* [Task instructions] Repeat the lines of the listing below exactly, starting at the line that contains "Mark every instance of the black" and running through the last line, both included, and only those.

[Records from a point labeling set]
• • • • • • •
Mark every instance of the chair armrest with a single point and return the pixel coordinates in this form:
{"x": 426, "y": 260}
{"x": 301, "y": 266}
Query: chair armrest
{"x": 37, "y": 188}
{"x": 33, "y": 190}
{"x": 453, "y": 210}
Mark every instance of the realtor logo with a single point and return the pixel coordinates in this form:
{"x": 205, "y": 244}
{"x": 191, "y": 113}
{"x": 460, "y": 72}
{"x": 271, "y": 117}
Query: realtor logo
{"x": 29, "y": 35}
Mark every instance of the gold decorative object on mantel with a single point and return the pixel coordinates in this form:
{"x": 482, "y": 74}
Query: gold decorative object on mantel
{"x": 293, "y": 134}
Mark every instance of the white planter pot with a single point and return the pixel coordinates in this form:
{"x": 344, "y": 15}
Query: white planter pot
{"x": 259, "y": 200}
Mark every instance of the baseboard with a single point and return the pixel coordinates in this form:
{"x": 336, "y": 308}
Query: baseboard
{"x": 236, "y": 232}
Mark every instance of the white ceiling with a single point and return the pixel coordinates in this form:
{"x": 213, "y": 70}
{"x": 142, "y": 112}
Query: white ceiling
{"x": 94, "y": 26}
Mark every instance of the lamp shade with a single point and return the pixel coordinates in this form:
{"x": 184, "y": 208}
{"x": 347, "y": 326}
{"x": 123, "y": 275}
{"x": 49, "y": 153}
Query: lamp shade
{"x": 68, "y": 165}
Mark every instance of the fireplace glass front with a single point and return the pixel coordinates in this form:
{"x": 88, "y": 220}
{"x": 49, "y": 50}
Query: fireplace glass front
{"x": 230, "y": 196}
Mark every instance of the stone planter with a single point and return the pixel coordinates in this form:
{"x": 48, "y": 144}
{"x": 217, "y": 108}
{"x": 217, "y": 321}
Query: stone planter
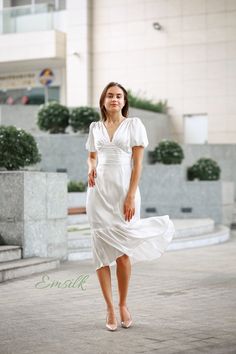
{"x": 33, "y": 212}
{"x": 76, "y": 199}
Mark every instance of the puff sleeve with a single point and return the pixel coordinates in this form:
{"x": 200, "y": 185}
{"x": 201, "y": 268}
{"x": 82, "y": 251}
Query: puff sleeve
{"x": 90, "y": 141}
{"x": 138, "y": 133}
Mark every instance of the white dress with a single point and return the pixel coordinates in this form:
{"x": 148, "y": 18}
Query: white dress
{"x": 141, "y": 239}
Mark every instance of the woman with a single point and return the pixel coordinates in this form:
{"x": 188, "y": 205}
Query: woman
{"x": 119, "y": 236}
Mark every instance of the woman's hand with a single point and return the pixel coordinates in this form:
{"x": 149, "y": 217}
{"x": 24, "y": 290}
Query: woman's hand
{"x": 91, "y": 177}
{"x": 129, "y": 207}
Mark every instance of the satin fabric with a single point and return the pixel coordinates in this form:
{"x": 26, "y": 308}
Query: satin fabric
{"x": 141, "y": 239}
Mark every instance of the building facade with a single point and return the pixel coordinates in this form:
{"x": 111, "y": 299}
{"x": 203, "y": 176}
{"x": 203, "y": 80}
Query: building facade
{"x": 180, "y": 50}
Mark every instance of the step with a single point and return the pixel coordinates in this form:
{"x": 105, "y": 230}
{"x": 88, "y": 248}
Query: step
{"x": 27, "y": 266}
{"x": 220, "y": 234}
{"x": 83, "y": 242}
{"x": 191, "y": 227}
{"x": 77, "y": 219}
{"x": 10, "y": 253}
{"x": 79, "y": 255}
{"x": 78, "y": 227}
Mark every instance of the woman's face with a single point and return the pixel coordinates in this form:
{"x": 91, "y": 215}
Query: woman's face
{"x": 114, "y": 99}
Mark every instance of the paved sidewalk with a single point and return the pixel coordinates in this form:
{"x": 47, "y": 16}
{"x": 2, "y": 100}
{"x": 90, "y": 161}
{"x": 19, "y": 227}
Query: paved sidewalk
{"x": 184, "y": 302}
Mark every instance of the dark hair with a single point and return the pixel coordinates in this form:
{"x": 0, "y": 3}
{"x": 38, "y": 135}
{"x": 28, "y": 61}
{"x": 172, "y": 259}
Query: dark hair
{"x": 102, "y": 98}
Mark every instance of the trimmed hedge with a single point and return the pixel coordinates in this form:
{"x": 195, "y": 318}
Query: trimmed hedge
{"x": 17, "y": 148}
{"x": 205, "y": 169}
{"x": 168, "y": 152}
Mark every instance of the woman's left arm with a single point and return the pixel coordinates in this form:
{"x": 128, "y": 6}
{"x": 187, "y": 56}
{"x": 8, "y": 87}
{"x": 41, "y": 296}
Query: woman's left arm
{"x": 129, "y": 204}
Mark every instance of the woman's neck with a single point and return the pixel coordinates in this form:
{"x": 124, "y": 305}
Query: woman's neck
{"x": 114, "y": 118}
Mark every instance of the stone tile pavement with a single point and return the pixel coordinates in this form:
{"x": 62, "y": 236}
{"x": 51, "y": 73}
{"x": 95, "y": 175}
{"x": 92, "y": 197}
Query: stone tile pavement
{"x": 183, "y": 302}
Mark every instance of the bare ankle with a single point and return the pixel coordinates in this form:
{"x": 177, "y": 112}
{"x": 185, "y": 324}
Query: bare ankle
{"x": 110, "y": 308}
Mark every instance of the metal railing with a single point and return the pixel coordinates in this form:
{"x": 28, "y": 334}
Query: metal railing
{"x": 28, "y": 18}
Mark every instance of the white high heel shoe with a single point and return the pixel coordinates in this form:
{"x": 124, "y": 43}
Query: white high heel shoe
{"x": 127, "y": 323}
{"x": 111, "y": 327}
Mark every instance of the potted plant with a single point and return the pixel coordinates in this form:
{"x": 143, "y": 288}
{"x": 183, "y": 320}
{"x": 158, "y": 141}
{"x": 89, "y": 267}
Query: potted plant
{"x": 168, "y": 152}
{"x": 76, "y": 194}
{"x": 205, "y": 169}
{"x": 31, "y": 202}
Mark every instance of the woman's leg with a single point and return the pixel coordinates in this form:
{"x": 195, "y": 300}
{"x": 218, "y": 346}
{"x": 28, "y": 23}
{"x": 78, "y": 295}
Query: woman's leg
{"x": 104, "y": 276}
{"x": 123, "y": 272}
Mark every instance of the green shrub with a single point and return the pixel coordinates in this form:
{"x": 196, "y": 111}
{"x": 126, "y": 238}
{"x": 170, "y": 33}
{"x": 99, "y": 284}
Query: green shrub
{"x": 205, "y": 169}
{"x": 76, "y": 186}
{"x": 53, "y": 117}
{"x": 146, "y": 104}
{"x": 17, "y": 148}
{"x": 168, "y": 152}
{"x": 81, "y": 117}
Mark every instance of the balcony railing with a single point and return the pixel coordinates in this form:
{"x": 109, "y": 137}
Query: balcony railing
{"x": 27, "y": 18}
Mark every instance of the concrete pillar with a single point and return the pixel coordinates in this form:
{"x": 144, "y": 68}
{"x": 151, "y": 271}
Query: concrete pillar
{"x": 78, "y": 53}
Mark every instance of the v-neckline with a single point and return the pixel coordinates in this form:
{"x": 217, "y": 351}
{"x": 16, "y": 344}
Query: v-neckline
{"x": 111, "y": 140}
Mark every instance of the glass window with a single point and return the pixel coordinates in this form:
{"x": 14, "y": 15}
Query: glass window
{"x": 35, "y": 96}
{"x": 14, "y": 3}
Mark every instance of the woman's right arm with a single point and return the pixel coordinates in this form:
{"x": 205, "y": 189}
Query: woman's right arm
{"x": 92, "y": 163}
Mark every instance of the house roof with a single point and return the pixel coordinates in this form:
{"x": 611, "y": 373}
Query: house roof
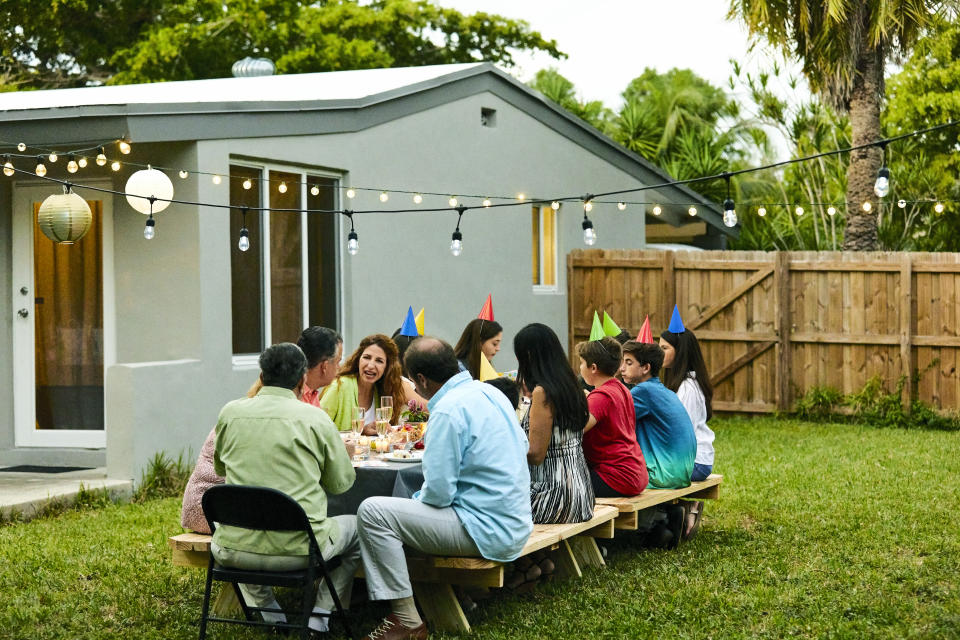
{"x": 290, "y": 105}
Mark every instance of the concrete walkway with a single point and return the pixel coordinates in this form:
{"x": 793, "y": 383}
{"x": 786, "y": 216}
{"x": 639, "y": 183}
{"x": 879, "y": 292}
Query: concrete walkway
{"x": 25, "y": 493}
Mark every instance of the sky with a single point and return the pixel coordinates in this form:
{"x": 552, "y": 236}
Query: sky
{"x": 610, "y": 42}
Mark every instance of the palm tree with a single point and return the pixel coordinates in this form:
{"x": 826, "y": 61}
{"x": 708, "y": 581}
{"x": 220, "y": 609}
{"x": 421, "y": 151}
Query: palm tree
{"x": 843, "y": 46}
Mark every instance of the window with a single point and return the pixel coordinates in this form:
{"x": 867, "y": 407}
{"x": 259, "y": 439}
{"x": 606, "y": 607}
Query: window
{"x": 286, "y": 280}
{"x": 544, "y": 249}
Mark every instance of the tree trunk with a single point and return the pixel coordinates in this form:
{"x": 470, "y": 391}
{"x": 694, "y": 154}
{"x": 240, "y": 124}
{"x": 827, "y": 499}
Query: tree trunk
{"x": 860, "y": 233}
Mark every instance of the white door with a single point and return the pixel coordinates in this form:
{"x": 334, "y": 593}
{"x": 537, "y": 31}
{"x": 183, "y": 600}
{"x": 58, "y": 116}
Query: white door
{"x": 62, "y": 325}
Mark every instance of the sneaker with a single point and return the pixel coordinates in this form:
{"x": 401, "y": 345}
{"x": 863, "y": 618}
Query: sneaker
{"x": 392, "y": 629}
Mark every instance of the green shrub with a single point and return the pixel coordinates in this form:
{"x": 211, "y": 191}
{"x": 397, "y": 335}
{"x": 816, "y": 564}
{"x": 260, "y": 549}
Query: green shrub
{"x": 163, "y": 478}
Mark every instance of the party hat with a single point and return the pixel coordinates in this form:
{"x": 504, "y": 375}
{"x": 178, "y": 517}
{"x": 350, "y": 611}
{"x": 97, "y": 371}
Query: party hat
{"x": 596, "y": 331}
{"x": 487, "y": 312}
{"x": 646, "y": 335}
{"x": 610, "y": 327}
{"x": 676, "y": 324}
{"x": 409, "y": 328}
{"x": 487, "y": 372}
{"x": 419, "y": 321}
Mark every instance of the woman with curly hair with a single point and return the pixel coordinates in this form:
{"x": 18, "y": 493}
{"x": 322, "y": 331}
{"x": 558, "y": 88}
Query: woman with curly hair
{"x": 372, "y": 371}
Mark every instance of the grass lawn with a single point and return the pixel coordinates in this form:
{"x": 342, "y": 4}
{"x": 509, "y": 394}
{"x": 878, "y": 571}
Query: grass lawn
{"x": 820, "y": 531}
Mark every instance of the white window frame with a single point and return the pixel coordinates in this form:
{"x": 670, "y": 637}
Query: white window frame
{"x": 247, "y": 361}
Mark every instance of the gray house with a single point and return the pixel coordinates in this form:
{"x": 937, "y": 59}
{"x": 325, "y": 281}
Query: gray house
{"x": 117, "y": 347}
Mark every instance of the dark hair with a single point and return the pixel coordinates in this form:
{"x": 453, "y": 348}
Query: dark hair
{"x": 391, "y": 382}
{"x": 507, "y": 387}
{"x": 433, "y": 358}
{"x": 402, "y": 343}
{"x": 687, "y": 358}
{"x": 474, "y": 335}
{"x": 542, "y": 363}
{"x": 318, "y": 344}
{"x": 282, "y": 365}
{"x": 605, "y": 353}
{"x": 645, "y": 353}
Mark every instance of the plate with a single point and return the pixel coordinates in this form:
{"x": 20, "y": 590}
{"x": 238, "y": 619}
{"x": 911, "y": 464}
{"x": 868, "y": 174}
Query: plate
{"x": 416, "y": 456}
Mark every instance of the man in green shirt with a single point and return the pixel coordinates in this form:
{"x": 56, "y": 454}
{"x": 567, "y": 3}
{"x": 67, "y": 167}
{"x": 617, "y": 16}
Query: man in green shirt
{"x": 275, "y": 440}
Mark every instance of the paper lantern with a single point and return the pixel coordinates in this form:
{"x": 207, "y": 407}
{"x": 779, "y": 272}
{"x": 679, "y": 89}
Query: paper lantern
{"x": 64, "y": 218}
{"x": 146, "y": 183}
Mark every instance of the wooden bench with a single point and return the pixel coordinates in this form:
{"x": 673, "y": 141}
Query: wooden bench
{"x": 433, "y": 577}
{"x": 708, "y": 489}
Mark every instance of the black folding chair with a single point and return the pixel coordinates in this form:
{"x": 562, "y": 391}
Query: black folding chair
{"x": 263, "y": 509}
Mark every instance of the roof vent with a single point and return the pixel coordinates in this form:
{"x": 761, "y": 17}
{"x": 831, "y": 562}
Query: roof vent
{"x": 250, "y": 67}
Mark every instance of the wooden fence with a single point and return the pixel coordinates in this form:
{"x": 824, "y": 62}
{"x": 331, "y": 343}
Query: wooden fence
• • • • • • •
* [Output below]
Mark every instance of the black folding chair with a single point and return the pixel coordinates in this form:
{"x": 562, "y": 391}
Query: black folding chair
{"x": 263, "y": 509}
Mark every instance of the roof vent with a single point and return the pixel coordinates in this form:
{"x": 761, "y": 17}
{"x": 831, "y": 562}
Query: roof vent
{"x": 250, "y": 67}
Mark every instance of the wooden fence with a single point and return the pixel coordinates in this form:
{"x": 824, "y": 62}
{"x": 331, "y": 343}
Query: wooden fence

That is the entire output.